- **Page excerpt**
◆ ◆ ◆

Implementation of BST C++ Segmentation Fault

Question

I have implemented binary search tree in C++ and for some reason I am not seeing where the segmentation fault occurs. But I do notice that when I comment out root = node in the first conditional statement in addNode the error goes away. What exactly is a segmentation fault and how does it related to pointers?

#include <iostream>
#include <iomanip>
using namespace std;

class bstNode
{
public:
    int value;
    bstNode *left;
    bstNode *right;

    bstNode(){};
    ~bstNode(){};

    bstNode(int value)
    {
        this->value = value;
        this->left = NULL;
        this->right = NULL;
    }

    bstNode(int value, bstNode *left, bstNode *right)
    {
        this->value = value;
        this->left = left;
        this->right = right;
    }

    bstNode *root;

    void addNode(int value)
    {
        if (root == NULL)
        {
            bstNode *node = new bstNode(value);
            root = node;
        }
        else
        {
            bstNode *focusNode = root;
            bstNode *parent;

            while (focusNode != NULL)
            {
                if (value > focusNode->value)
                {
                    focusNode = focusNode->right;
                    if (focusNode == NULL)
                    {
                        focusNode->right = new bstNode(value);
                    }
                }
                else
                {
                    focusNode = focusNode->left;
                    if (focusNode == NULL)
                    {
                        focusNode->left = new bstNode(value);
                    }
                }
            }
        }
    }

    static void printBST(bstNode *node)
    {
        while (node != NULL)
        {
            printBST(node->left);
            cout << node->value;
            printBST(node->right);
        }
    }
};

int main()

◆ ◆ ◆

- **Dataset section**
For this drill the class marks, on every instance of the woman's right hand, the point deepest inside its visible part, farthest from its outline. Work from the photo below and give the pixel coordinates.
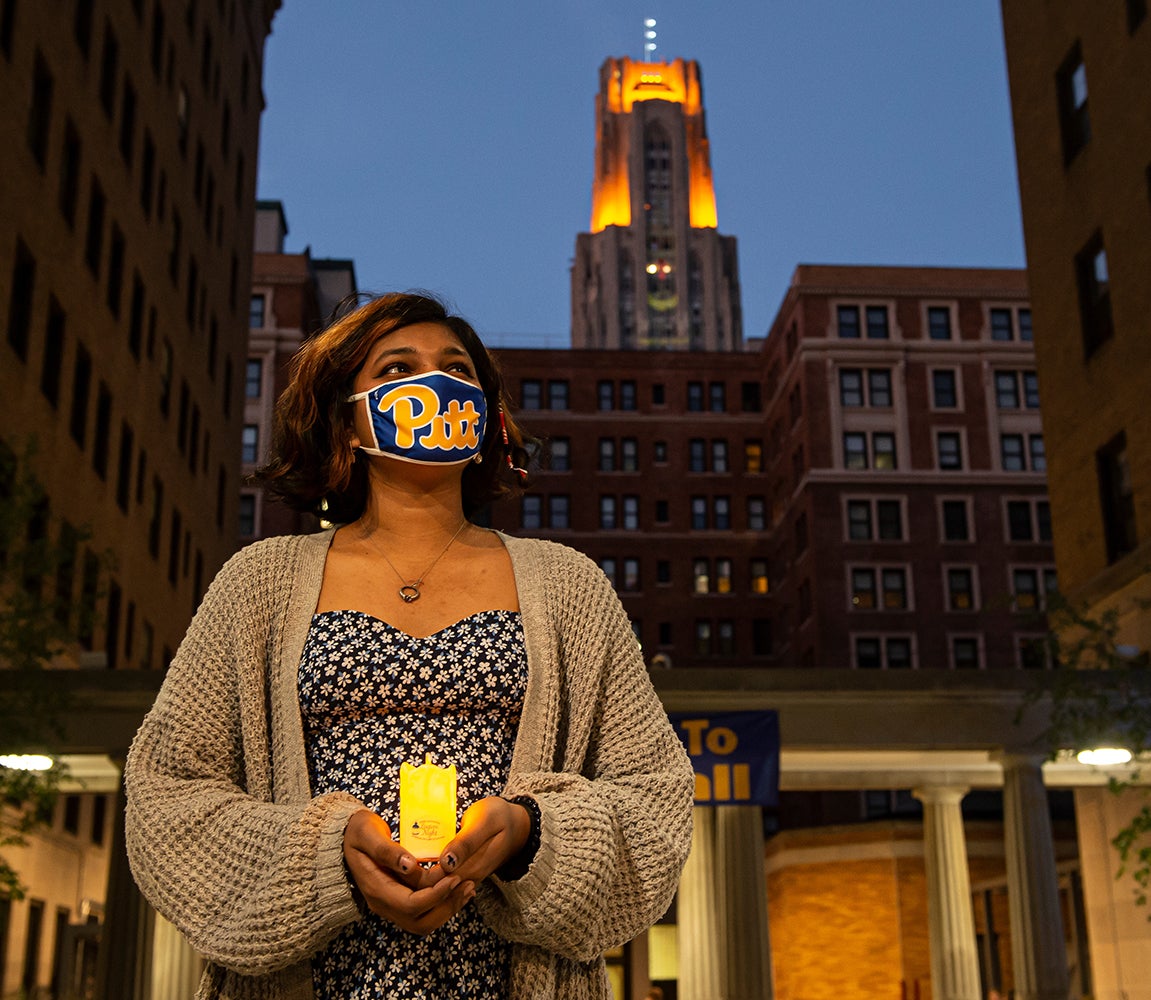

◆ ◆ ◆

- **Written instruction 1**
Answer these about the BST segmentation fault post:
(a) Which statement does the poster say makes the error go away when it is commented out?
(b) In the constructor that takes only a value, what are left and right set to?
(c) Which member function of bstNode is declared static?
- **Written instruction 2**
Print, word for word, everything in the BST segmentation fault post from "bstNode(int value, bstNode" down to "void addNode(int value)".
The data can be left aside here.

- **Response 1**
(a) The statement root = node in the first conditional statement in addNode.
(b) Both are set to NULL.
(c) printBST.

- **Response 2**
bstNode(int value, bstNode *left, bstNode *right)
    {
        this->value = value;
        this->left = left;
        this->right = right;
    }

    bstNode *root;

    void addNode(int value)